**Activity 1**
Return, word for word, the part of the data acquisition page below that begins with the words containing "This document is" and ends with "anymore its technology.".
**Activity 2**
Resume the page on data acquisition methods below, writing on from its last sentence.

**Passage for review**
This document is intended to focus on different data acquisition technologies. Data being the new ‘Oil’, drives every other aspect of the industry be it Modeling, Machine Learning, Analytics, Visualization, etc. Everything starts form data. Data acquisition is not a technique anymore its technology.
There are four major methods of data acquisition
Data acquisition is not new to industry, most of the times huge legacy data is stored in unstructured way in forms of feeds, logs, text and image documents. The amount of data is so wide that it can’t be ignored. In order to utilize legacy data, transformation process is required. Another scenario for data transformation can be extending the time series data for better analysis. Interpolation and Extrapolation are common techniques that come handy.
Shared data includes provisioned concerned access to organized data that organization is collecting with consent of sharing. This kind of data is subject to Data Sharing Agreements and Information Quality Act. Data sharing source needs to be visible, accessible, understandable, and credible within acceptable thresholds for quality, integrity, and security.
Web is the ultimate but segregated source of information. Information is available in the form of web pages, documents, images and visuals. In order to use this, business needs to extract information from various sources. Web crawlers, text converters, image classifiers are few techniques to accomplish the same.
Data collection refers to periodic data from various sources, can be an IoT sensor network, online surveys, feedback forms, etc. Data collection is an area where cost savings mechanisms are needed. For instance, Global Positioning Systems and mobile units are now being used to take field data and enter them directly from the source, IoT sensor network once deployed can send periodic data directly to collection site. The problem remains that quality data be collected initially at the source (where data can be correlated directly with observation), where the strictest controls should be placed.

**Excerpted data**
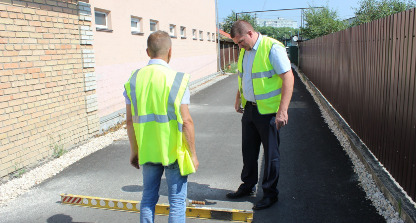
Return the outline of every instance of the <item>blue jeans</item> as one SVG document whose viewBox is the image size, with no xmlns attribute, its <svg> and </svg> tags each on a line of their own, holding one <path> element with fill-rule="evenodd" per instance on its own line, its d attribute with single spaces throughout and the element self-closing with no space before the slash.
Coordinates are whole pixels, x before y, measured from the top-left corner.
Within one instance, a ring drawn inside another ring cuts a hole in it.
<svg viewBox="0 0 416 223">
<path fill-rule="evenodd" d="M 140 222 L 155 222 L 155 208 L 159 200 L 159 189 L 163 170 L 169 193 L 169 223 L 184 223 L 186 211 L 188 176 L 182 176 L 177 162 L 164 167 L 161 164 L 143 166 L 143 194 L 140 202 Z"/>
</svg>

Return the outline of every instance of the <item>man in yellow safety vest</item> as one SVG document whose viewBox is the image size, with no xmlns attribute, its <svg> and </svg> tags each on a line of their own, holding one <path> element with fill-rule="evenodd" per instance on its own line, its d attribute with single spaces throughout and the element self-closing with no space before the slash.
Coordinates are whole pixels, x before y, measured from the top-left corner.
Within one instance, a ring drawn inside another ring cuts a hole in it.
<svg viewBox="0 0 416 223">
<path fill-rule="evenodd" d="M 262 144 L 265 160 L 263 197 L 253 207 L 255 210 L 261 210 L 278 201 L 279 130 L 287 124 L 294 78 L 284 46 L 280 42 L 262 36 L 244 20 L 234 22 L 230 34 L 241 49 L 234 107 L 237 112 L 243 113 L 243 183 L 237 191 L 227 194 L 227 197 L 238 198 L 255 193 L 258 159 Z"/>
<path fill-rule="evenodd" d="M 188 109 L 190 75 L 169 67 L 171 46 L 167 33 L 151 34 L 148 65 L 133 71 L 124 85 L 130 164 L 138 169 L 143 165 L 142 223 L 155 221 L 163 171 L 169 193 L 169 222 L 185 222 L 187 175 L 199 166 Z"/>
</svg>

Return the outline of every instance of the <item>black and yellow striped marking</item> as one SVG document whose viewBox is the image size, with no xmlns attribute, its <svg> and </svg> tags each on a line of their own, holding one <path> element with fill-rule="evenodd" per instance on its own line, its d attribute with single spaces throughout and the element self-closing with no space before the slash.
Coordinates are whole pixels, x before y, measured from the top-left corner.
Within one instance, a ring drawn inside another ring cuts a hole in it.
<svg viewBox="0 0 416 223">
<path fill-rule="evenodd" d="M 60 196 L 62 204 L 65 205 L 125 212 L 140 212 L 140 201 L 66 194 L 62 194 Z M 168 216 L 169 204 L 156 204 L 155 214 Z M 228 208 L 187 207 L 186 215 L 187 218 L 190 218 L 251 223 L 253 222 L 253 212 Z"/>
</svg>

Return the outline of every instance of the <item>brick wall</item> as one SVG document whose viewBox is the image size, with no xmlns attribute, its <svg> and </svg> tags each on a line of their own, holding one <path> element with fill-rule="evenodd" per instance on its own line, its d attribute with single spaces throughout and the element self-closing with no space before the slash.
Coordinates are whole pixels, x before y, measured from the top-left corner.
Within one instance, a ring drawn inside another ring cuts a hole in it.
<svg viewBox="0 0 416 223">
<path fill-rule="evenodd" d="M 52 141 L 68 149 L 98 132 L 90 6 L 0 0 L 2 180 L 51 158 Z"/>
</svg>

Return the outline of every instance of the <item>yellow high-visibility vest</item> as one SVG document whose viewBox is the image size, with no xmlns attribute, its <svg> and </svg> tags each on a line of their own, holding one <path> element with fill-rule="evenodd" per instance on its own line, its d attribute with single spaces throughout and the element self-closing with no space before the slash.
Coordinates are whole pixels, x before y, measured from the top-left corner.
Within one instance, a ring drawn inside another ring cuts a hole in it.
<svg viewBox="0 0 416 223">
<path fill-rule="evenodd" d="M 270 62 L 269 55 L 272 46 L 278 44 L 284 48 L 280 42 L 270 38 L 263 37 L 254 56 L 252 69 L 252 80 L 254 97 L 257 104 L 259 112 L 262 114 L 276 113 L 280 105 L 283 81 L 273 69 Z M 242 49 L 237 65 L 238 85 L 243 108 L 247 100 L 243 93 L 243 57 L 245 50 Z"/>
<path fill-rule="evenodd" d="M 152 64 L 133 71 L 124 84 L 131 102 L 140 165 L 168 166 L 177 160 L 183 175 L 195 171 L 192 161 L 186 167 L 182 162 L 187 144 L 183 142 L 180 106 L 190 77 Z"/>
</svg>

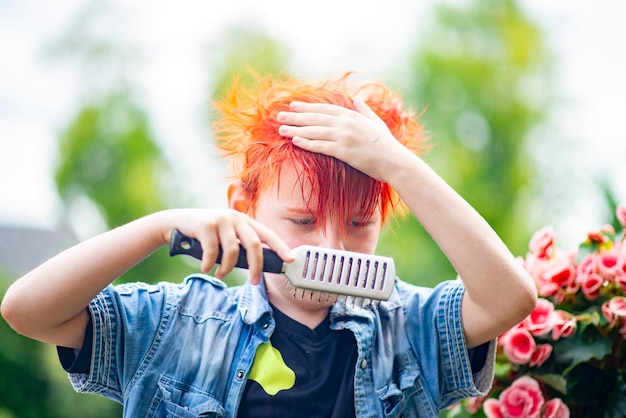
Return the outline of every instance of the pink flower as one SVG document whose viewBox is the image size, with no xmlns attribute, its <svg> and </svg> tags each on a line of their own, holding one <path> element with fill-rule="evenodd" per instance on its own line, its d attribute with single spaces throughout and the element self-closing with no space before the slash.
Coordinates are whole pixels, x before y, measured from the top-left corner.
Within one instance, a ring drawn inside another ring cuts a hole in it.
<svg viewBox="0 0 626 418">
<path fill-rule="evenodd" d="M 617 220 L 624 228 L 626 228 L 626 206 L 620 205 L 615 210 L 615 215 L 617 216 Z"/>
<path fill-rule="evenodd" d="M 591 273 L 598 272 L 598 259 L 597 255 L 587 254 L 578 264 L 576 265 L 576 274 L 577 280 L 580 282 L 582 277 L 586 277 Z"/>
<path fill-rule="evenodd" d="M 487 399 L 483 411 L 488 418 L 536 418 L 539 416 L 544 398 L 539 383 L 522 376 L 496 399 Z"/>
<path fill-rule="evenodd" d="M 550 344 L 538 344 L 528 365 L 531 367 L 541 367 L 541 365 L 550 358 L 552 348 L 553 347 Z"/>
<path fill-rule="evenodd" d="M 546 402 L 543 418 L 569 418 L 569 408 L 559 398 Z"/>
<path fill-rule="evenodd" d="M 559 287 L 566 287 L 576 279 L 576 268 L 569 257 L 555 259 L 541 273 L 541 279 Z"/>
<path fill-rule="evenodd" d="M 552 329 L 554 305 L 547 299 L 539 298 L 535 309 L 524 320 L 524 326 L 534 336 L 545 335 Z"/>
<path fill-rule="evenodd" d="M 528 249 L 538 258 L 548 258 L 554 253 L 555 237 L 551 226 L 544 226 L 530 239 Z"/>
<path fill-rule="evenodd" d="M 535 351 L 535 339 L 524 328 L 514 328 L 508 331 L 500 340 L 502 351 L 509 361 L 514 364 L 526 364 Z"/>
<path fill-rule="evenodd" d="M 626 297 L 615 296 L 608 301 L 608 309 L 616 316 L 626 317 Z"/>
<path fill-rule="evenodd" d="M 605 279 L 611 280 L 617 273 L 618 260 L 615 251 L 598 254 L 598 271 Z"/>
<path fill-rule="evenodd" d="M 590 273 L 587 277 L 581 278 L 583 295 L 587 300 L 594 300 L 600 296 L 600 290 L 604 286 L 604 279 L 597 273 Z"/>
<path fill-rule="evenodd" d="M 554 341 L 559 338 L 571 337 L 576 332 L 576 318 L 569 312 L 562 310 L 555 310 L 552 314 L 553 327 L 552 327 L 552 339 Z"/>
<path fill-rule="evenodd" d="M 613 312 L 613 310 L 611 310 L 611 308 L 609 307 L 609 302 L 610 301 L 607 300 L 602 304 L 602 315 L 604 315 L 604 317 L 606 318 L 608 322 L 608 327 L 609 329 L 611 329 L 617 324 L 619 317 L 615 315 L 615 312 Z"/>
</svg>

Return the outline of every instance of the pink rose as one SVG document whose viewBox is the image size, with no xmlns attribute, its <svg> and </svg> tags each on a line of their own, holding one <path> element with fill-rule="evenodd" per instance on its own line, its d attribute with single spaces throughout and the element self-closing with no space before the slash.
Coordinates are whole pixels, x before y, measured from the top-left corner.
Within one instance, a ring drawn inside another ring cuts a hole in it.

**Reply 1**
This document is intended to focus on different data acquisition technologies. Data being the new ‘Oil’, drives every other aspect of the industry be it Modeling, Machine Learning, Analytics, Visualization, etc. Everything starts form data. Data acquisition is not a technique anymore its technology.

**Reply 2**
Data acquisition is just not about collecting data, it has its own ghosts, data neutrality, authenticity, protection and enrichment. Data collection goes through series of processes before data can be used to feed depended systems.
Authenticity – Authenticity of the source is of utmost important as it can lead to unusual inference.
Data Quality – Data should be neutral along all phases, biased data can lead to biased systems. A typical example of biased data is Amazon’s hiring system, it was fed with male biased resume and was trained on the same. In time the company realized that most of the female employees were filtered during the interview process. On further drilling the culprit was their AI based hiring algorithm and in turns the training data.
Data Protection- No one wants his financial statements to be published online or one’s medical history. Sensitive data should be well protected with authorization and proper measure should be placed to ensure safe data collection and storage.